**Extract**

* * * *

On the other hand, some left and peace organizations actively campaigned against it, including UFPJ, Code Pink, Peace Action, and others.

In addition, eight members of the Out of Iraq Caucus opposed the legislation.

In somewhat different form, a bill has been introduced in the Senate where it will face difficult sledding [note: a version of the bill passed the Senate on March 29, 2007], and of course Bush has already promised a veto.

Are there problems with the bill? Of course there is new funding for the Afghanistan war, there is no provision preventing a military action against Iran, the oil proposals are problematic, and above all, the purpose of the bill is to appropriate more billions for the war.

Nevertheless, our National Board was convinced that the bill, despite these weaknesses, merited full support. Let me explain why.

Generally speaking, we support all the measures to end the war drive of the Bush Administration, but what distinguishes this bill is that it stands a chance of garnering a majority in the Congress. At the moment, none of the other anti-war measures has that potential.

What is more, in the estimate of the National Board and the Peoples Weekly World Editorial Board, the shortcomings in the bill dont trump the importance of setting a date to withdraw troops.

Passage of this bill gives legal form to the desire of the American people, expressed at the ballot box and in numerous polls, to set a timetable for withdrawal from Iraq. It further isolates the Bush Administration while at the same time putting Republicans and their presidential candidates in a quandary. And it creates a new political dynamic to the end the war.

If it passes in the Senate and Bush vetoes it, every question funding, Iran, and so will surface in a new way and in a new light.

Lets face facts: dont think that if the House bill had been defeated, some better bill would have come along in the foreseeable future. Dont think that Congress would have seamlessly moved on to more advanced pieces of legislation. Dont think that the American people in their majority would up the ante and insist on cutting funds for the war.

In fact, if this bill had failed, it would have made it more difficult to win other anti-war measures and may well have postponed the withdrawal of troops to some date after the 2008 elections.

Conversely, the passage of the bill gives new leverage to win other pieces of anti-war legislation. To think otherwise is a dangerous illusion.

We should send out a communication urging the Party membership to press the Senate to pass their version of the bill.

Higher Math

Politics is not arithmetic. It is more akin to higher mathematics. Making a judgment about legislation, or a strike, or an election isnt done by simply adding up the plusses and minuses at least not by Communists. We take into account the political situation and context, the balance of forces, and the dynamics and direction of the struggle.

* * * *

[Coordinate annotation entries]
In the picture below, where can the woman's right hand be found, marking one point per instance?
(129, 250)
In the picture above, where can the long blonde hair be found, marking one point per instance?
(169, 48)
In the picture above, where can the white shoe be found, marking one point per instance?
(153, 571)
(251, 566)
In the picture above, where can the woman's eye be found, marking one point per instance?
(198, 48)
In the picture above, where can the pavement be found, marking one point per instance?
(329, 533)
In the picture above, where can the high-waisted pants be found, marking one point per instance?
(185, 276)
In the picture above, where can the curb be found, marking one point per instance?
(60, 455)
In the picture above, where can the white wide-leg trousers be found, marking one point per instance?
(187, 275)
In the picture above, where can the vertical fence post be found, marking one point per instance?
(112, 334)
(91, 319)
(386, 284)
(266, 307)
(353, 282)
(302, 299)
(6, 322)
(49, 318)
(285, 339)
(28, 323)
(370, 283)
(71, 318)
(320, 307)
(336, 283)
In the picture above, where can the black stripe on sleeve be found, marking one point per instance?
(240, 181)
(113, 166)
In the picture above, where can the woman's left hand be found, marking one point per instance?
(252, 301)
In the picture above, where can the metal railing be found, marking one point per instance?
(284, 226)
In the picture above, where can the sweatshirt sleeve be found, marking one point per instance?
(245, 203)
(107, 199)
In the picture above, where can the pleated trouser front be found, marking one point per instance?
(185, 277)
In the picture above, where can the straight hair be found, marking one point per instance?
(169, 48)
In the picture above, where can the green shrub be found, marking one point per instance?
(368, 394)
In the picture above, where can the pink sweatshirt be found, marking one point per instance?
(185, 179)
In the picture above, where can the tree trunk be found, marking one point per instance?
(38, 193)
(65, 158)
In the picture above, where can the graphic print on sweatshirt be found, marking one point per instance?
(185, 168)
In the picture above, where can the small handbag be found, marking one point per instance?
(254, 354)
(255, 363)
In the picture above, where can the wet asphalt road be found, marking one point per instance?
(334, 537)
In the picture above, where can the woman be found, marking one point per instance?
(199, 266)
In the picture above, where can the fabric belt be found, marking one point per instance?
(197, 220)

* * * *

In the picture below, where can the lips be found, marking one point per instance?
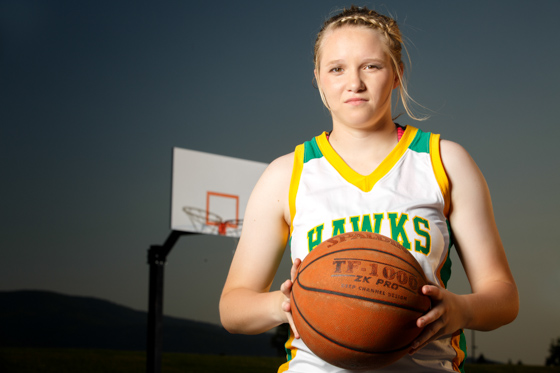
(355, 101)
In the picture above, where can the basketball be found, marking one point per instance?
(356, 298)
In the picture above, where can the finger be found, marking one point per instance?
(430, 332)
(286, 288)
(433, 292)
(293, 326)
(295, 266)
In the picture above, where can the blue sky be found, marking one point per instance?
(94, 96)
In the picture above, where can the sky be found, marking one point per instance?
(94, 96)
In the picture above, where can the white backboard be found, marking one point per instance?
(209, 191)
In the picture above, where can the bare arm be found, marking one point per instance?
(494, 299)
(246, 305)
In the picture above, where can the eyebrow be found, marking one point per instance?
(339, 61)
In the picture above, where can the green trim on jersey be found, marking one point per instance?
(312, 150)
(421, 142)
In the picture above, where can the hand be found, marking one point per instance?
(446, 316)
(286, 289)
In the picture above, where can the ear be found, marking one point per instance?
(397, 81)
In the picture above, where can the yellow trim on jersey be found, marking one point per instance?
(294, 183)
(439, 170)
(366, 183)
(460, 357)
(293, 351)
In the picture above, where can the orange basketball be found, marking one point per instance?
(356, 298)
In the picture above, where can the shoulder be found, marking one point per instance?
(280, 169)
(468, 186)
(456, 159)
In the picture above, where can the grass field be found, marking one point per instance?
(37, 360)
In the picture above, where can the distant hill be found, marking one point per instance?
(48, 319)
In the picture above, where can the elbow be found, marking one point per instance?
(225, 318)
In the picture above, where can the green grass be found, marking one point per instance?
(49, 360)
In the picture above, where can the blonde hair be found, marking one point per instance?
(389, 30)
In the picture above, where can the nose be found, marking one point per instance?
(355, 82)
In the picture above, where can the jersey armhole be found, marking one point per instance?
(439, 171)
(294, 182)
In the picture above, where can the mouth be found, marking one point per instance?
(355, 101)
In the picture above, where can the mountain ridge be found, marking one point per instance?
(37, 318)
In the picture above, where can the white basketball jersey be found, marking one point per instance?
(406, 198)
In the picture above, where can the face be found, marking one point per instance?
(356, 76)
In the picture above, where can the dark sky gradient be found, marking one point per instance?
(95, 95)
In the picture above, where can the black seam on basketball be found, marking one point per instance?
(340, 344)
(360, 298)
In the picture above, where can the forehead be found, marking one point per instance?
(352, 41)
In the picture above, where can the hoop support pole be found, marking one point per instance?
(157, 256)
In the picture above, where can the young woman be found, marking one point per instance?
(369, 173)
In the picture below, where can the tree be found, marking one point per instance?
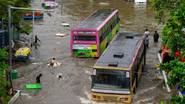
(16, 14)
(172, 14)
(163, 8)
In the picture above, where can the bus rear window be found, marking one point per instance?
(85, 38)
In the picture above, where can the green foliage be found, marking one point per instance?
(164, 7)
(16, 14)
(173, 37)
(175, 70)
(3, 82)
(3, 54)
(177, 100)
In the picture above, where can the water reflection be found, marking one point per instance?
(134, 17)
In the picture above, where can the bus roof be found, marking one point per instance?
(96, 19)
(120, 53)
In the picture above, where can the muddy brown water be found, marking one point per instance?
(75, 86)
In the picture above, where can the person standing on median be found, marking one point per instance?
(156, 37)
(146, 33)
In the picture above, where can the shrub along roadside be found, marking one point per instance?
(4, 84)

* * * *

**Given task A**
Decide whether each of the following statements agrees with the Iraq bill text, and answer yes or no with the deciding words quoted: (i) Eight members of the Out of Iraq Caucus opposed the legislation. (ii) The bill includes a provision preventing military action against Iran. (iii) The National Board concluded that the bill merited full support.
**Given task B**
Reproduce the Iraq bill text word for word, starting with "Lets face facts: dont" and going on through "the 2008 elections.".

**Answer A**
(i) Yes: "eight members of the Out of Iraq Caucus opposed the legislation."
(ii) No: "there is no provision preventing a military action against Iran"
(iii) Yes: "our National Board was convinced that the bill, despite these weaknesses, merited full support."

**Answer B**
Lets face facts: dont think that if the House bill had been defeated, some better bill would have come along in the foreseeable future. Dont think that Congress would have seamlessly moved on to more advanced pieces of legislation. Dont think that the American people in their majority would up the ante and insist on cutting funds for the war.

In fact, if this bill had failed, it would have made it more difficult to win other anti-war measures and may well have postponed the withdrawal of troops to some date after the 2008 elections.